Stated problem 1:
Reproduce word for word the part of the Niagara Adapts article between "The partnership, which" and "City of Welland.", inclusive.

Event

  • Niagara Adapts Officially Launches to the Public

    In June, members of Brock University’s Environmental Sustainability Research Centre partnered with seven Niagara municipalities to address how climate change is affecting the region. This partnership, formally known as Niagara Adapts, was officially launched to the public on November 27th, 2019.

    The launch event featured a screening of the film Resilience, followed by a panel discussion with climate coordinators from each of the seven municipalities involved in Niagara Adapts. The conversation continued during a reception event where members of the community were invited to speak with ESRC members, Resilience filmmaker John Anderson, and other members of the Niagara Adapts team.

    Categories: Event, Innovative Partnership, Niagara Adapts

  • Brock launches climate partnership with Niagara Municipalities

    A need to address climate change action in the Niagara region sparked an alliance between Brock University’s Environmental Sustainability Research Centre (ESRC) and seven regional municipalities.

    Niagara Adapts, which formally launched Nov. 27 at the Film House at the FirstOntario Performing Arts Centre, was formed to seek innovative strategies that address how climate change is impacting the region.

    The partnership, which was announced in June, will leverage resources and expertise from ESRC and the Town of Grimsby, Town of Lincoln, City of Niagara Falls, Town of Niagara-on-the-Lake, Town of Pelham, City of St. Catharines and City of Welland.

Part of a data file:
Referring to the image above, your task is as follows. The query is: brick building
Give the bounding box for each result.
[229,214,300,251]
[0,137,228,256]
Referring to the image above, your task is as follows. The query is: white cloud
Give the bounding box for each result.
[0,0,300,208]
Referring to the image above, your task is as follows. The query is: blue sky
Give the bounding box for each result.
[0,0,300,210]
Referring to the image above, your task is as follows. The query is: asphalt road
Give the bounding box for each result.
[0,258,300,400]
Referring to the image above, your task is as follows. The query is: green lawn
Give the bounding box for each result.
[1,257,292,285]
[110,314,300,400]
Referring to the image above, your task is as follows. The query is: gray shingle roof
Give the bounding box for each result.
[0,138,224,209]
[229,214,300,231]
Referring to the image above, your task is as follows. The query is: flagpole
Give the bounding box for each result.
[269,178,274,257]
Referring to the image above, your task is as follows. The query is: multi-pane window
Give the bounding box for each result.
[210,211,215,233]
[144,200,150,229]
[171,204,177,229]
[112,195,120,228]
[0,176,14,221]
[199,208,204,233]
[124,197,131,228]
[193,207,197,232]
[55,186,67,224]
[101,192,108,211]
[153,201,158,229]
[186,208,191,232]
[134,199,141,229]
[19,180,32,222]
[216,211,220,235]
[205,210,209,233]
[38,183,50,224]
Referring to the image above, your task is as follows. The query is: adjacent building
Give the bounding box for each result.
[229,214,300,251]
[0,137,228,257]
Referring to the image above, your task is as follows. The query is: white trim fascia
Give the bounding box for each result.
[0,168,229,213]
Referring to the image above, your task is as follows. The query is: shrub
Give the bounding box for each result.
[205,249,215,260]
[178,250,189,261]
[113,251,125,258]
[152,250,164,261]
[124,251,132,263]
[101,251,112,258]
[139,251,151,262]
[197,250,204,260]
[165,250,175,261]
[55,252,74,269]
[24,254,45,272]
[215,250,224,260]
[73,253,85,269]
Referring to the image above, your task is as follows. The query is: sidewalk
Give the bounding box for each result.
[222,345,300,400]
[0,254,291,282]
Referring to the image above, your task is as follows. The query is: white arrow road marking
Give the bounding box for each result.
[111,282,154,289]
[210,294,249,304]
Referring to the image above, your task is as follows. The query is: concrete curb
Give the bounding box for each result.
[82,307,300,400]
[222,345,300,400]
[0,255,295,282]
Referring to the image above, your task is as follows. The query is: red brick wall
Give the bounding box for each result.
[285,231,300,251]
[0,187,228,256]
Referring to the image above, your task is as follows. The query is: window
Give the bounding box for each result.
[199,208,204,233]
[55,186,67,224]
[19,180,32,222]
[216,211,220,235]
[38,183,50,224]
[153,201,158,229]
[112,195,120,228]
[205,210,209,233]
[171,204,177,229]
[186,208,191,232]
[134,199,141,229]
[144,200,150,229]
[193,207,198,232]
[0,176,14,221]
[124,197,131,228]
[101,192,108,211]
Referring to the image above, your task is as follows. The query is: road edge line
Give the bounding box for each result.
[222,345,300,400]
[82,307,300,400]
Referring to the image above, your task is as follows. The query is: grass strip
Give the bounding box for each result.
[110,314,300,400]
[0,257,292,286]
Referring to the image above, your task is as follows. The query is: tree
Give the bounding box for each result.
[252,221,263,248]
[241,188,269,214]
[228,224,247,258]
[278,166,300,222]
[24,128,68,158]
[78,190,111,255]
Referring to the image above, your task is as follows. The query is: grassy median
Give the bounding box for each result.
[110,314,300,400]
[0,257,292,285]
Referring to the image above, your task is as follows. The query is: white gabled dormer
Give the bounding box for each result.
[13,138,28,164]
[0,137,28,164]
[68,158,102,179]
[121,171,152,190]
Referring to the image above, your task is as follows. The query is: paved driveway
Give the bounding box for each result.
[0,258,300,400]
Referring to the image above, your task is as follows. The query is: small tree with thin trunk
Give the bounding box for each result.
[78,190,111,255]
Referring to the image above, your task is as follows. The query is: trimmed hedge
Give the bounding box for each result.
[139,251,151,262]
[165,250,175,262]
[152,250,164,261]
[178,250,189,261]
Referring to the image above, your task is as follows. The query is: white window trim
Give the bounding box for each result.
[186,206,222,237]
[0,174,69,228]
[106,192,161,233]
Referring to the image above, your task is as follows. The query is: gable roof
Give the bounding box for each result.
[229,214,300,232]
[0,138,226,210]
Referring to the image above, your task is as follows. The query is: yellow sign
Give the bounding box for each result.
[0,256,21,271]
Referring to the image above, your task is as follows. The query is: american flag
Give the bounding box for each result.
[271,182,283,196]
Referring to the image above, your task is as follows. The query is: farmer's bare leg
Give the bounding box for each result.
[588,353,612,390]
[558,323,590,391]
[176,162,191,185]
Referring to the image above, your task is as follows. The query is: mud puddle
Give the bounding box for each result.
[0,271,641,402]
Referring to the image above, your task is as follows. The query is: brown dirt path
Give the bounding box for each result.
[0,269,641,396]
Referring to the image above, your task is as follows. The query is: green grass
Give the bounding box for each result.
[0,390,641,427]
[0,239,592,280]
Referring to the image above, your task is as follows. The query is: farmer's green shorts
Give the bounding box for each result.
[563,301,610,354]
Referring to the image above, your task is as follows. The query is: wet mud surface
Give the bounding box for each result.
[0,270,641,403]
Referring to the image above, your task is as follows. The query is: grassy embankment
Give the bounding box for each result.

Stated problem 2:
Write out the rows again, from the first row through the line holding "[0,137,228,257]", inclusive, keeping every request line. Offset each box coordinate in the answers by -32.

Task solution 1:
The partnership, which was announced in June, will leverage resources and expertise from ESRC and the Town of Grimsby, Town of Lincoln, City of Niagara Falls, Town of Niagara-on-the-Lake, Town of Pelham, City of St. Catharines and City of Welland.

Task solution 2:
Referring to the image above, your task is as follows. The query is: brick building
Give the bounding box for each result.
[197,182,268,219]
[-32,105,196,224]
Referring to the image above, your task is as follows. The query is: white cloud
Give the bounding box for each result.
[-32,-32,268,176]
Referring to the image above, your task is as follows. The query is: blue sky
Give the bounding box for each result.
[-32,-32,268,178]
Referring to the image above, your task is as follows. The query is: asphalt road
Give the bounding box for each result.
[-32,226,268,368]
Referring to the image above, your task is as follows. The query is: green lawn
Give the bounding box for each result.
[-31,225,260,253]
[78,282,268,368]
Referring to the image above, your task is as follows. The query is: gray shingle roof
Give the bounding box for each result.
[-32,106,192,177]
[197,182,268,199]
Referring to the image above, your task is as follows. The query is: flagpole
Give the bounding box for each result.
[237,146,242,225]
Referring to the image above, your task is as follows. The query is: multi-pane window
Give the bounding box for each result.
[178,179,183,201]
[112,168,118,197]
[139,172,145,197]
[80,163,88,196]
[-32,144,-18,189]
[167,176,172,201]
[92,165,99,196]
[161,175,165,200]
[23,154,35,192]
[69,160,76,179]
[121,169,126,197]
[154,176,159,200]
[102,167,109,197]
[-13,148,0,190]
[184,179,188,203]
[173,178,177,201]
[6,151,18,192]
Referring to the image above, your task is as follows. The query is: adjacent building
Give the bounding box for each result.
[197,182,268,219]
[-32,105,196,225]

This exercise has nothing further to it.